徳永 野の花診療所では死を前にした患者さんに何かしたいことを尋ねて、実現するようにお手伝いしています。「たんぼの土を踏みたい」「焼き肉を食べたい」「空をみたい」「道を歩いてみたい」・・・。
生きているときは、日常の暮らしより理想や主義主張、仕事、金もうけが大事だが、死を前にすると価値が逆転する。ありふれた日常の暮らしが生命の根本だとわかる。今の社会は主義主張の方が肥大化しすぎているから、修正する必要がありますね。

鶴見 日常の暮らしというのはそれだけ、すごいんだ。
徳永 ベルトコンベヤーにのった人生はつまらない、と死ぬときにわかる。それでは遅いんだけどね。ところが、例えば好きな山登りをやったという人は「死の野郎がもうちょっと遅くきたらいいのに。でも山登りもいっぱいしたし、しょうがないかな」と、どこかで手を打つ。死と取引できたりする。だが、ベルトコンベヤー人生では取引できるものがないので、死んではならない。死は悪で、遠くにおくもの、となる。(中略)
鶴見俊輔さんと徳永進さんとの対談。(「生き死に 学びほぐす」2006年12月27日・朝日新聞)徳永さんは現在、鳥取県でホスピスケアのある野の花診療所を運営している。

__対象のデータ__:
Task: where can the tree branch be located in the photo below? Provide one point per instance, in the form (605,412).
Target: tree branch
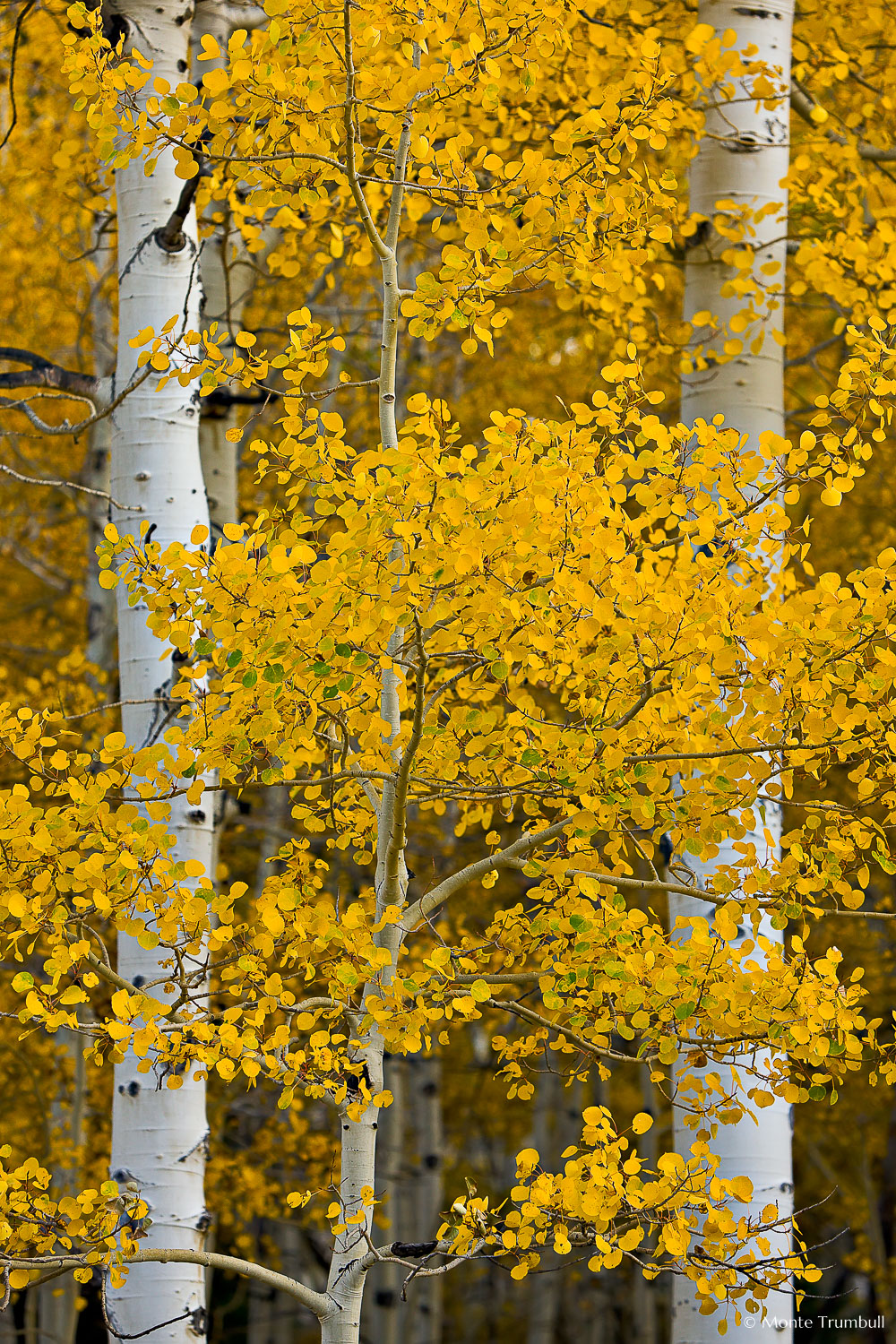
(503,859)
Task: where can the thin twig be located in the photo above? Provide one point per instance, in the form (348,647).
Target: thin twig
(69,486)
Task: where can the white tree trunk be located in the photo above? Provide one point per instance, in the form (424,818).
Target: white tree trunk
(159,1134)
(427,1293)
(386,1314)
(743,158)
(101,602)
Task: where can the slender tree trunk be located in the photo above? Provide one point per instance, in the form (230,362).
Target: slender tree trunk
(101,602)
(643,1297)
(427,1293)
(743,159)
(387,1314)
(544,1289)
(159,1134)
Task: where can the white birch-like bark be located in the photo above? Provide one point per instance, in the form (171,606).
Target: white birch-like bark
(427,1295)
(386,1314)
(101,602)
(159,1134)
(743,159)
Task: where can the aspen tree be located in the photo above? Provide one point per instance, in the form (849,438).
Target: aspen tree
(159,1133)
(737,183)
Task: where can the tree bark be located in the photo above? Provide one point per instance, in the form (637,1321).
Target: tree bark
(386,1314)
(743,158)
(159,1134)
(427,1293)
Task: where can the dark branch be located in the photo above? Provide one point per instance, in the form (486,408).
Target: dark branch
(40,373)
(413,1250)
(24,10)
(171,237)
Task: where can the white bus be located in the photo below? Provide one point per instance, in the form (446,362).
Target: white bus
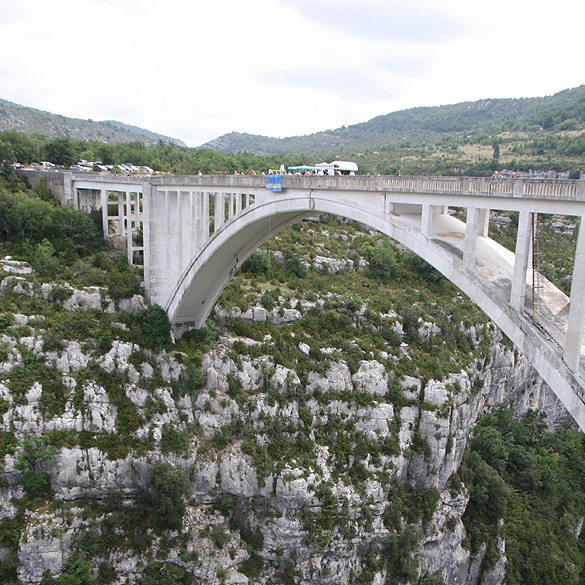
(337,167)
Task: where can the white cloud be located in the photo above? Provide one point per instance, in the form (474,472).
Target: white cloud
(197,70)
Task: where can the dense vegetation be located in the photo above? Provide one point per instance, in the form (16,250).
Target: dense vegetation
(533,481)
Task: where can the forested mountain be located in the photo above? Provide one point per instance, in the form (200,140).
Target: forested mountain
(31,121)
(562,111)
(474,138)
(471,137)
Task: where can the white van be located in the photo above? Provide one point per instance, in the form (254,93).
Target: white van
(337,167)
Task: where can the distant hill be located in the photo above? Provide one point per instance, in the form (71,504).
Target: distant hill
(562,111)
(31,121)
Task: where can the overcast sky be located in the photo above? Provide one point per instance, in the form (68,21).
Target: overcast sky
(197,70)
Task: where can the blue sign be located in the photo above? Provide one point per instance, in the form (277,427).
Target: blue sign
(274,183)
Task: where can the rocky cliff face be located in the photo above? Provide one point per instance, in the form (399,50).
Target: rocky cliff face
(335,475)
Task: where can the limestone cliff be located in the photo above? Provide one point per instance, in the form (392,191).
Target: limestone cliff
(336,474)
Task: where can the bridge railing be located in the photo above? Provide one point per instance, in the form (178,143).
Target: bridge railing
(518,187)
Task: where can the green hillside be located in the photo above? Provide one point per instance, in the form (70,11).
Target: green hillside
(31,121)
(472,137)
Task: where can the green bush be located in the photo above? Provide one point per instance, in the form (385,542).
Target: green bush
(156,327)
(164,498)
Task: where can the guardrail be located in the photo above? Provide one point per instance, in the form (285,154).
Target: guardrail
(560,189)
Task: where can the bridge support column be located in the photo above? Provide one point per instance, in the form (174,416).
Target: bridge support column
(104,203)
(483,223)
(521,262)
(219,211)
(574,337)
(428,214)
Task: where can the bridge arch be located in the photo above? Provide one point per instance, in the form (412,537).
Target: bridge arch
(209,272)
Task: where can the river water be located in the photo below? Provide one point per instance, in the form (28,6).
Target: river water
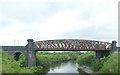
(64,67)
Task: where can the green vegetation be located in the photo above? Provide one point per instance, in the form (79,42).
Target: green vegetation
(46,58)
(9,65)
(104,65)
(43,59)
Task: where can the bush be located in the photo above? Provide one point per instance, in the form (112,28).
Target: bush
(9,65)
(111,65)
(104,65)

__読んで考える__:
a) 次の (i)〜(iii) は対談の抜粋の内容と合っているか。それぞれ「はい」か「いいえ」で答え、判断の決め手となる本文の語句をそのまま引用せよ。
(i) 野の花診療所は鳥取県にある。
(ii) 徳永さんは、今の社会では日常の暮らしの方が肥大化しすぎていると述べている。
(iii) この対談は2006年に朝日新聞に掲載された。
b) 対談の抜粋で、死を前にした患者さんがしたいこととして挙げられているものをすべて書き出せ。
c) 対談の抜粋で徳永さんは、ベルトコンベヤーにのった人生がつまらないと人はいつわかると述べているか。

__各問の解答__:
a)
(i) はい。「徳永さんは現在、鳥取県でホスピスケアのある野の花診療所を運営している。」
(ii) いいえ。「今の社会は主義主張の方が肥大化しすぎているから、修正する必要がありますね。」
(iii) はい。「(「生き死に 学びほぐす」2006年12月27日・朝日新聞)」

b)
・たんぼの土を踏みたい
・焼き肉を食べたい
・空をみたい
・道を歩いてみたい

c) 死ぬときにわかる。